The problem | Copy the passage of the Roger Waters text between "Waters embarked on" and "concert ever staged.", inclusive.

Waters embarked on a solo career after Pink Floyd, producing three concept albums and a movie soundtrack that failed to garner impressive sales. After Amused to Death in 1992, Waters spent much of the 1990s composing an opera entitled Ça Ira. It was announced to be finished on Roger Waters' website in February of 2005.

After the Berlin Wall came down in 1989, Waters staged a gigantic charity concert of The Wall in Berlin on July 21, 1990 to commemorate the end of the division between East and West Germany. The concert took place on Potsdamer Platz, a location which was part of the former "no-man's land" of the Berlin Wall, and featured many guest superstars and at the time was the biggest concert ever staged.

Roger Waters in concert in 1969
Roger Waters in concert in 1969

After a long hiatus, he started touring again in the late 1990s, performing live concerts of some of his most well-known work with Pink Floyd, alongside material from his solo career, before sizable audiences. He is also known to spend time working on a new solo album, which has the working title of Heartland, and will be released in 2006. Two possible tracks from this forthcoming album have been released on In the Flesh Live and the compilation Flickering Flame: The Solo Years Vol. 1 respectively.

In 2002 Waters performed at a concert organized by the Countryside Alliance in support of fox hunting, although Waters has never publicly held the Tory allegiances that this might suggest, and in fact viciously criticized the Thatcher government's policy in the Falklands War on The Final Cut (especially on the track "Get Your Filthy Hands Off My Desert").

Waters' father, Eric Fletcher Waters, a soldier in the British Royal Fusiliers, lost his life in the Anzio Campaign of World War II (which is described in Waters' song "When the Tigers Broke Free"). This loss has been a recurring theme in much of Waters' work.

Recorded data |
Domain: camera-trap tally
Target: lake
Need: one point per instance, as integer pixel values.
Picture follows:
* * *
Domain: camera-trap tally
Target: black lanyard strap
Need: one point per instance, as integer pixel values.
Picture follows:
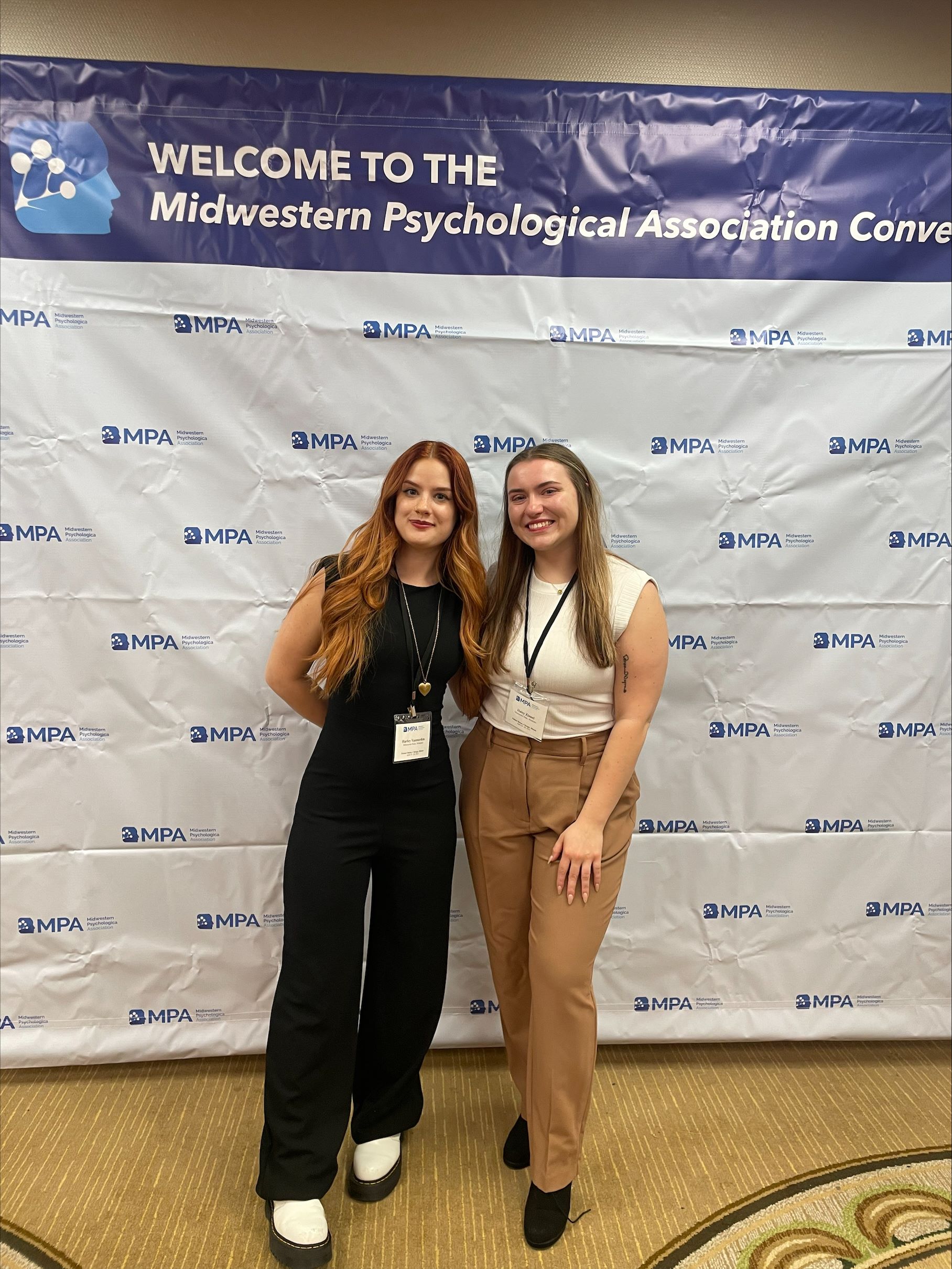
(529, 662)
--
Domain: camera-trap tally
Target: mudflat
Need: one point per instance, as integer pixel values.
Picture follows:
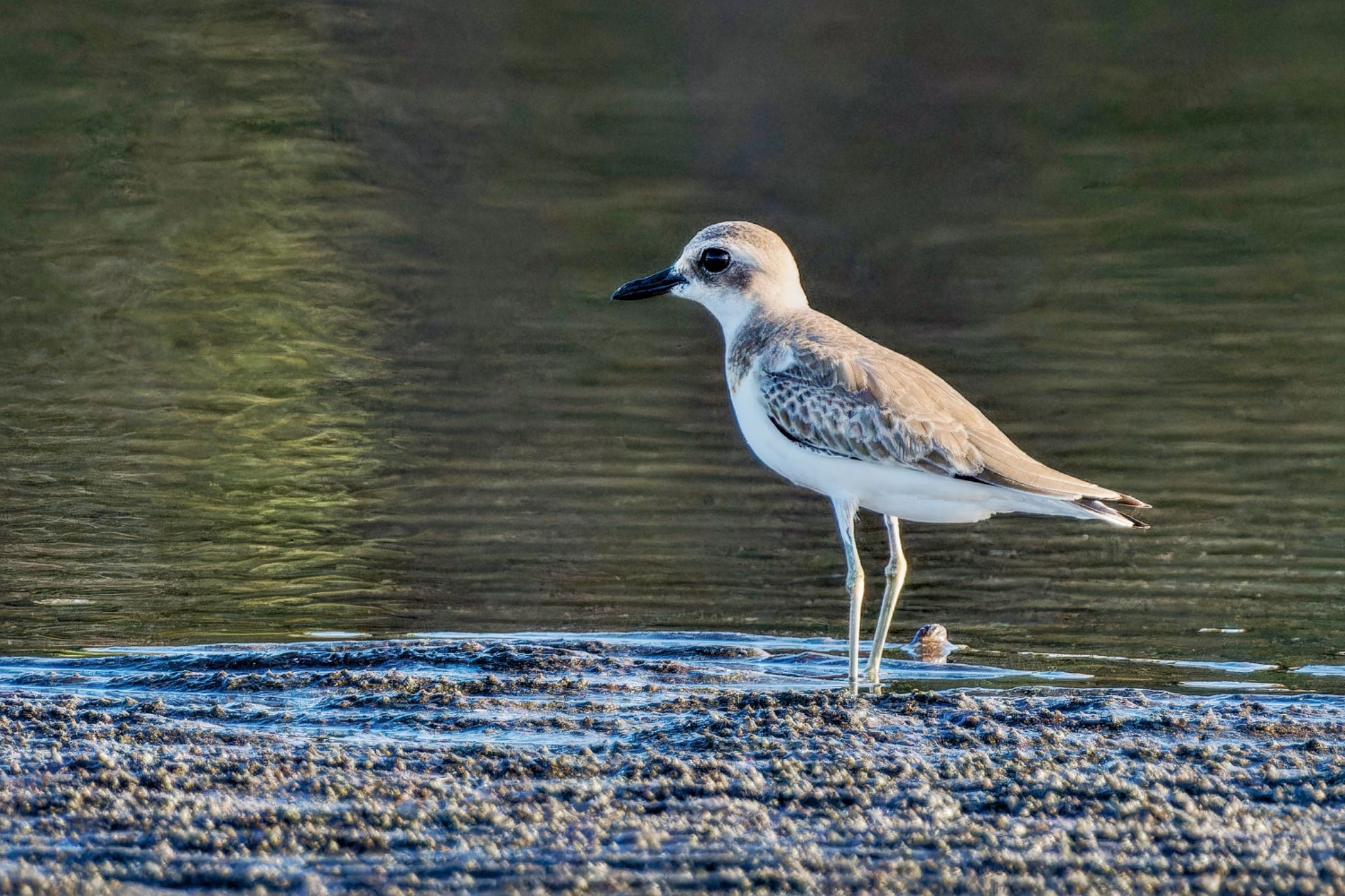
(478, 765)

Task solution |
Waters embarked on a solo career after Pink Floyd, producing three concept albums and a movie soundtrack that failed to garner impressive sales. After Amused to Death in 1992, Waters spent much of the 1990s composing an opera entitled Ça Ira. It was announced to be finished on Roger Waters' website in February of 2005.

After the Berlin Wall came down in 1989, Waters staged a gigantic charity concert of The Wall in Berlin on July 21, 1990 to commemorate the end of the division between East and West Germany. The concert took place on Potsdamer Platz, a location which was part of the former "no-man's land" of the Berlin Wall, and featured many guest superstars and at the time was the biggest concert ever staged.